Overview

The audit measures one thing: is this review site’s top pick the result of an editorial process, or is it the result of money changing hands? Every criterion in the rubric exists to discriminate between those two possibilities. We do not measure technical SEO. We do not measure traffic. We do not measure design quality. We measure whether the site does the work a patient would assume a review site does on their behalf.

The rubric assigns one hundred points across six criteria. Each criterion is broken into sub-checks with explicit scoring anchors so that scoring is reproducible and not a matter of taste. Inter-rater agreement (Cohen’s kappa) was measured on the full criterion-by-site matrix.

Weighting

CriterionWeight
1. Payment & affiliate disclosure25
2. Provider-selection methodology20
3. Author E-E-A-T20
4. Provider verification rigor15
5. Pricing transparency10
6. Update cadence & corrections10
Total possible100

Payment & affiliate disclosure is the heaviest single criterion at 25%. The justification is empirical: in this category, sites that take undisclosed money from providers tend also to fail every other criterion (no published methodology, no named MD, no verification, no corrections). The single best predictor of a site being a paid placement is whether it acknowledges being one. Weighting disclosure at the top of the rubric encodes that observation.

Criterion 1 · Payment & affiliate disclosure 25 points

Scores whether commercial relationships with audited entities are disclosed where the audited entities are recommended — not on a buried legal page. Five sub-checks, five points each.

Criterion 2 · Provider-selection methodology 20 points

Scores whether the site’s “best of” ranking is reproducible. Four sub-checks, five points each.

Criterion 3 · Author E-E-A-T 20 points

Scores whether the editorial work product is attributable to identifiable, credentialed medical professionals. Four sub-checks, five points each.

Criterion 4 · Provider verification rigor 15 points

Scores whether the site does the work a patient would assume a review site does — checking the underlying provider’s claims rather than repeating them. Three sub-checks, five points each.

Criterion 5 · Pricing transparency 10 points

Scores whether the prices the site lists are the prices the patient will actually pay. Two sub-checks, five points each.

Criterion 6 · Update cadence & corrections 10 points

Scores whether the publication treats its content as something it stands behind over time. Two sub-checks, five points each.

=-=-=

> _PARTS OF THE EXERCISE_:
- 1) List the six criteria in the review-site audit rubric.
- 2) According to the review-site audit rubric, what is the single best predictor of a site being a paid placement?
- 3) Write the next part of the review-site audit rubric, picking up after its final sentence.

=-=-=

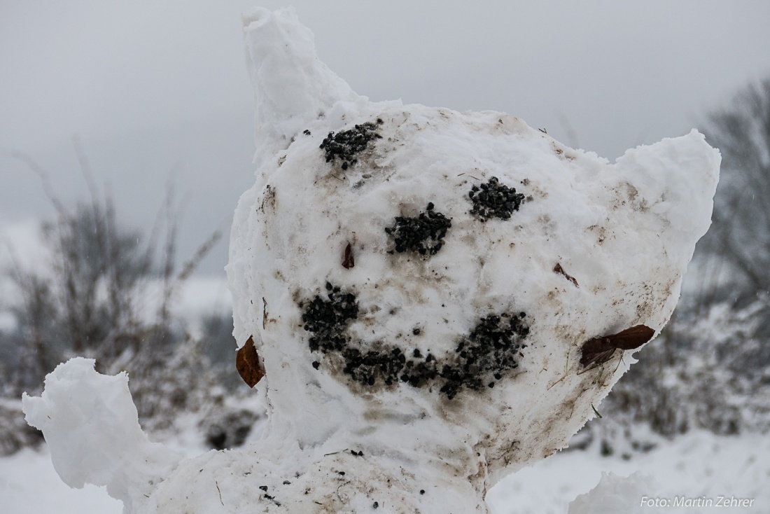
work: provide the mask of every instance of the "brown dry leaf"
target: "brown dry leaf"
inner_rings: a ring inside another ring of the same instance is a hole
[[[236,354],[236,369],[249,388],[256,385],[257,382],[265,376],[265,368],[259,361],[259,356],[256,354],[253,336],[249,336],[249,341],[246,341],[246,344],[238,349]]]
[[[343,256],[342,267],[346,270],[350,270],[355,265],[356,260],[353,257],[353,247],[350,246],[350,244],[348,243],[347,246],[345,247],[345,254]]]
[[[573,277],[572,275],[567,274],[567,272],[564,271],[564,268],[561,267],[561,264],[556,263],[556,266],[554,267],[554,273],[557,273],[560,275],[564,275],[564,278],[566,278],[570,282],[574,284],[575,287],[580,287],[580,286],[578,285],[578,281],[575,279],[575,277]]]
[[[612,358],[615,350],[634,350],[654,335],[655,331],[645,325],[636,325],[618,334],[594,338],[583,343],[580,363],[583,368],[602,364]]]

=-=-=

> _ANSWERS TO THE EXERCISE_:
- 1)
1. Payment & affiliate disclosure
2. Provider-selection methodology
3. Author E-E-A-T
4. Provider verification rigor
5. Pricing transparency
6. Update cadence & corrections

- 2) Whether the site acknowledges being one.

- 3)
Inter-rater reliability

Each of the fifteen audited sites was scored independently by Dr. Alex M. and Dr. Thrush. A discrepancy threshold of four points on any single criterion triggered adjudication by Dr. Vartanian, the editor, who reviewed both reviewers’ rationales and issued a binding final score with a written rationale appended to the site’s individual review page.

Cohen’s kappa, calculated on the full ninety-criterion-by-fifteen-site matrix, was 0.82 — a level conventionally interpreted as “almost perfect agreement.” Adjudication was triggered on eleven of ninety criterion-cells, or 12.2% of the matrix.

What this rubric does not measure

It is important to state what the audit is not. We do not score whether a comparison site’s top pick is the “correct” top pick. We measure whether the site’s editorial process is one a reasonable patient could trust to produce a trustworthy recommendation. Two high-quality sites could in principle arrive at different top picks. That would be a healthy state of the editorial market. The pathological state is the one we observe in Tier D: low-quality sites converging on the same top pick because they are not independent.

We also do not score technical SEO, GEO/AEO discoverability, schema implementation, llms.txt presence, or any other purely technical signal. Those are real concerns for publishers but they are invisible to the patient. The patient cares whether the recommendation is honest, not whether it is well-marked-up.

Versioning

This is version 1.0 of the methodology, released May 21, 2026. Material changes to the rubric will be versioned. Previous versions will remain accessible at the appropriate version-suffixed URL. Audits will be re-run against the most recent published version on a quarterly cadence, with the next audit scheduled for August 2026.